Saved entries:

···

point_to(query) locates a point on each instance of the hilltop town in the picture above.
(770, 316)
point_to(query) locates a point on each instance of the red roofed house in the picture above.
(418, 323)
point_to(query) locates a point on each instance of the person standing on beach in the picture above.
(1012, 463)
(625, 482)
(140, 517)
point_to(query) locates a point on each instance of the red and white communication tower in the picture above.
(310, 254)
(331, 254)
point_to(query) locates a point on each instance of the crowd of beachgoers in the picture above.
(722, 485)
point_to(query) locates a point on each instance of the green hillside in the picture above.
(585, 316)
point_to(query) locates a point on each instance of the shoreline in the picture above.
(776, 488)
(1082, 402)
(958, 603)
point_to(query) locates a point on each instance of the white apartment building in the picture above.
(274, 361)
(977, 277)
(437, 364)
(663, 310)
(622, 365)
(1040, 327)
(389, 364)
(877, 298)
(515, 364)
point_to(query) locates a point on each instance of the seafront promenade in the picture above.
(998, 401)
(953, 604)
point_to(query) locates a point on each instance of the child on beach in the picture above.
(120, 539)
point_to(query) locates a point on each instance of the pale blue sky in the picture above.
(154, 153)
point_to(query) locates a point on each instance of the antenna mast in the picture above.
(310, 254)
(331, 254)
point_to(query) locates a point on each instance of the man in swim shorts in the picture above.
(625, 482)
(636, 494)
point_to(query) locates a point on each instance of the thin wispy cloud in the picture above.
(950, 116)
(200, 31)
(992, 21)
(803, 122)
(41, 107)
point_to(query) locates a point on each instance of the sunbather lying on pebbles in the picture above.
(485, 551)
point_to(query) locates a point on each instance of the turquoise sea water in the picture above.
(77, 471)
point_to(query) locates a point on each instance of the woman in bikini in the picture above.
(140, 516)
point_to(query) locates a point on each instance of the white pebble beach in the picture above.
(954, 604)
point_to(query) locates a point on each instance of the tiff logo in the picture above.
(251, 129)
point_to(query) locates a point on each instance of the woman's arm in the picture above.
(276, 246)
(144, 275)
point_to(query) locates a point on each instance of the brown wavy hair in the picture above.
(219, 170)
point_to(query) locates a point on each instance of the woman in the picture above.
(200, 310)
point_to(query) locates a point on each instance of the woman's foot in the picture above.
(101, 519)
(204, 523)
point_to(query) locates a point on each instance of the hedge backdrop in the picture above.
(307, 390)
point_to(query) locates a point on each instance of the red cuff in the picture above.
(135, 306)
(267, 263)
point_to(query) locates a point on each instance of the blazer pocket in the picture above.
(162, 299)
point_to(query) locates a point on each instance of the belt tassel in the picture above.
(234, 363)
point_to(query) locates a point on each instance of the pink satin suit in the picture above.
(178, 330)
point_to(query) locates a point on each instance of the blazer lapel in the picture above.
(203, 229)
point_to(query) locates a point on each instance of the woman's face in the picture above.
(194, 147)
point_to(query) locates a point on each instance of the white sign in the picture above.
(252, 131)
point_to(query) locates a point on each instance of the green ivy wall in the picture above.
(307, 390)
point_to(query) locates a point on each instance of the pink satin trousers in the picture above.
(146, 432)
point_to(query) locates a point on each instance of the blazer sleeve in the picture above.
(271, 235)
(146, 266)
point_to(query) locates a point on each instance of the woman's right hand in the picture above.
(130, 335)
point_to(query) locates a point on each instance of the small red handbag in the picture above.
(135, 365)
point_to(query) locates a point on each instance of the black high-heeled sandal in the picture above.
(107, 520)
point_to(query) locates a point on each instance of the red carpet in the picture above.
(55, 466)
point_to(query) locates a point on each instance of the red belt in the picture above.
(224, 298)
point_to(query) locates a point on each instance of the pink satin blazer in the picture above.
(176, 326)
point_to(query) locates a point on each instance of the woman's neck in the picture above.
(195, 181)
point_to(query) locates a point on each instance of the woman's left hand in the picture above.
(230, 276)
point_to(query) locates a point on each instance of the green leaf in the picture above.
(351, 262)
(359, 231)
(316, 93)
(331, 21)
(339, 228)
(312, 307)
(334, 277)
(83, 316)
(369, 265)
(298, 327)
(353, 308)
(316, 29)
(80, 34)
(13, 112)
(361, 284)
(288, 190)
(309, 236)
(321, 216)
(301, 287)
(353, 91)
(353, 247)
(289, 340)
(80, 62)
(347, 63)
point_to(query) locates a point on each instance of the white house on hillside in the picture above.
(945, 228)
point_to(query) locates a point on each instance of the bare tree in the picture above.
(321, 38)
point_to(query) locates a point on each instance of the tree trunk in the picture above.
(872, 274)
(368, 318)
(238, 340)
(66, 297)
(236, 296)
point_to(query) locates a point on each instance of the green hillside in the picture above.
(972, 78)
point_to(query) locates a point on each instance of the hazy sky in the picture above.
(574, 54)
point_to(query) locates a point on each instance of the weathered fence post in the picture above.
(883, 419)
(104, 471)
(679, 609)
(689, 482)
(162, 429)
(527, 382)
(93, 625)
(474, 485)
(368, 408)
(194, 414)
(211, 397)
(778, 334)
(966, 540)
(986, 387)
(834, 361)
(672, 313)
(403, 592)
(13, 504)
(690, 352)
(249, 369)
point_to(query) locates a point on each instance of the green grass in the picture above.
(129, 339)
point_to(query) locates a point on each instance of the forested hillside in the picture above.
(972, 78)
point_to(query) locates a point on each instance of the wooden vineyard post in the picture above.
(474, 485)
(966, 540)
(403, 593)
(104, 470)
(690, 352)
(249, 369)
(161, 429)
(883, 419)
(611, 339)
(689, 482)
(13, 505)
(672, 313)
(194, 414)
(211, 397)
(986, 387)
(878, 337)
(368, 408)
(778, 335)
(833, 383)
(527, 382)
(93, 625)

···

Reproduce the entries above in full and exactly.

point_to(query) locates a point on each instance of the hilltop town in the picture above.
(770, 316)
point_to(query) locates a point on each instance of the red roofed house in the picture above.
(418, 323)
point_to(query) locates a point on each instance of the person standing on beach in the picture above.
(1012, 463)
(625, 482)
(140, 517)
point_to(query) locates a point on each instance of the red and white communication tower in the picture above.
(310, 254)
(331, 254)
point_to(query) locates a point on each instance of the crowd of beachgoers in the picture above.
(722, 485)
point_to(query) locates a point on each instance of the green hillside in the picture above.
(585, 316)
point_to(query) locates a point on each instance of the shoreline in the picture above.
(776, 488)
(1082, 402)
(958, 603)
point_to(query) locates a point on each instance of the white apartment building in the picture above.
(274, 361)
(977, 277)
(437, 364)
(663, 310)
(622, 365)
(1040, 327)
(389, 364)
(877, 298)
(515, 364)
point_to(query) locates a point on each instance of the seafront promenade in the picture above.
(998, 401)
(953, 604)
point_to(query) locates a point on each instance of the child on beach in the picture above.
(120, 539)
point_to(query) locates a point on each instance of the pale blue sky in the picture above.
(154, 153)
point_to(query) locates a point on each instance of the antenna mast in the picture above.
(310, 254)
(331, 254)
point_to(query) locates a point on each instance of the man in swim shorts in the picture above.
(625, 482)
(636, 494)
point_to(query) locates a point on each instance of the thin wispy cloud in the picture above.
(950, 116)
(200, 31)
(992, 21)
(803, 122)
(41, 107)
point_to(query) locates a point on each instance of the sunbather lying on pebbles in the picture above.
(485, 551)
point_to(query) locates a point on each instance of the turquoise sea water in the picture above.
(77, 471)
point_to(query) locates a point on each instance of the woman in bikini in the picture above.
(140, 516)
point_to(query) locates a point on each instance of the white pebble beach in the picture above.
(954, 604)
point_to(query) locates a point on each instance of the tiff logo in the picture above.
(251, 129)
point_to(query) locates a point on each instance of the woman's arm in the picture above.
(276, 246)
(144, 275)
point_to(query) locates a point on each instance of the brown wavy hair in the picture above.
(219, 170)
point_to(query) locates a point on each instance of the woman in the picture above.
(200, 310)
point_to(query) locates a point on each instance of the woman's foot in the picture above.
(101, 519)
(204, 523)
point_to(query) locates a point on each instance of the hedge backdrop in the picture above.
(307, 390)
point_to(query) locates a point on each instance of the red cuff in the picture above.
(135, 306)
(267, 263)
point_to(query) locates a point on each instance of the blazer pocket in the picture above.
(162, 299)
point_to(query) locates a point on each instance of the belt tassel in the picture above.
(234, 363)
point_to(query) locates a point on each instance of the pink satin suit in the picture above.
(178, 330)
point_to(query) locates a point on each instance of the blazer lapel in the picture above.
(203, 229)
point_to(query) locates a point on each instance of the woman's face in the picture above.
(194, 147)
point_to(query) locates a point on each instance of the white sign in the picture above.
(252, 131)
point_to(query) locates a point on each instance of the green ivy wall in the picture above.
(307, 390)
point_to(query) locates a point on each instance of the pink satin trousers in the picture above.
(146, 432)
point_to(query) locates a point on each instance of the blazer sleeve in the picture above.
(271, 235)
(146, 266)
point_to(query) locates a point on each instance of the woman's right hand in the picture above.
(130, 335)
point_to(query) locates a point on each instance of the small red handbag in the picture above.
(135, 365)
point_to(query) locates a point on each instance of the black high-heeled sandal in the picture above.
(107, 520)
point_to(query) locates a point on each instance of the red carpet in the picture above.
(55, 466)
point_to(query) locates a point on each instance of the red belt in the picture above.
(224, 298)
point_to(query) locates a point on each instance of the pink satin blazer in the picture above.
(176, 326)
point_to(query) locates a point on each instance of the woman's neck in the picture above.
(195, 181)
point_to(query) locates a point on each instance of the woman's left hand in the picture above.
(230, 276)
point_to(query) locates a point on each instance of the green leaf in the picture above.
(351, 262)
(359, 231)
(316, 93)
(331, 21)
(339, 228)
(312, 307)
(334, 277)
(83, 316)
(369, 265)
(298, 327)
(353, 308)
(316, 29)
(80, 34)
(13, 112)
(361, 284)
(288, 190)
(309, 236)
(321, 216)
(301, 287)
(353, 91)
(353, 247)
(289, 340)
(80, 62)
(347, 63)
point_to(query) locates a point on each instance of the white house on hillside in the picture above.
(945, 228)
point_to(query) locates a point on each instance of the bare tree in the picture above.
(321, 38)
point_to(query) locates a point on each instance of the tree trunk in the picture above.
(872, 274)
(368, 318)
(238, 340)
(66, 297)
(236, 296)
point_to(query) locates a point on each instance of the green hillside in the picture above.
(972, 78)
point_to(query) locates a point on each instance of the hazy sky in the picture above.
(574, 54)
point_to(query) locates a point on each instance of the weathered fence post in the picture above.
(883, 419)
(104, 471)
(679, 609)
(689, 482)
(162, 429)
(527, 382)
(93, 625)
(474, 485)
(368, 408)
(194, 414)
(211, 397)
(778, 334)
(966, 540)
(986, 387)
(834, 361)
(672, 313)
(403, 592)
(13, 504)
(690, 352)
(249, 369)
point_to(query) locates a point on each instance of the green grass in the picture above.
(129, 339)
point_to(query) locates a point on each instance of the forested hillside in the picture above.
(972, 78)
point_to(query) locates a point on each instance of the wooden vineyard post in the picture above.
(474, 485)
(966, 540)
(403, 593)
(104, 470)
(690, 352)
(249, 369)
(161, 429)
(883, 419)
(611, 339)
(689, 482)
(13, 505)
(672, 313)
(194, 414)
(211, 397)
(986, 387)
(878, 337)
(368, 408)
(778, 335)
(833, 383)
(527, 382)
(93, 625)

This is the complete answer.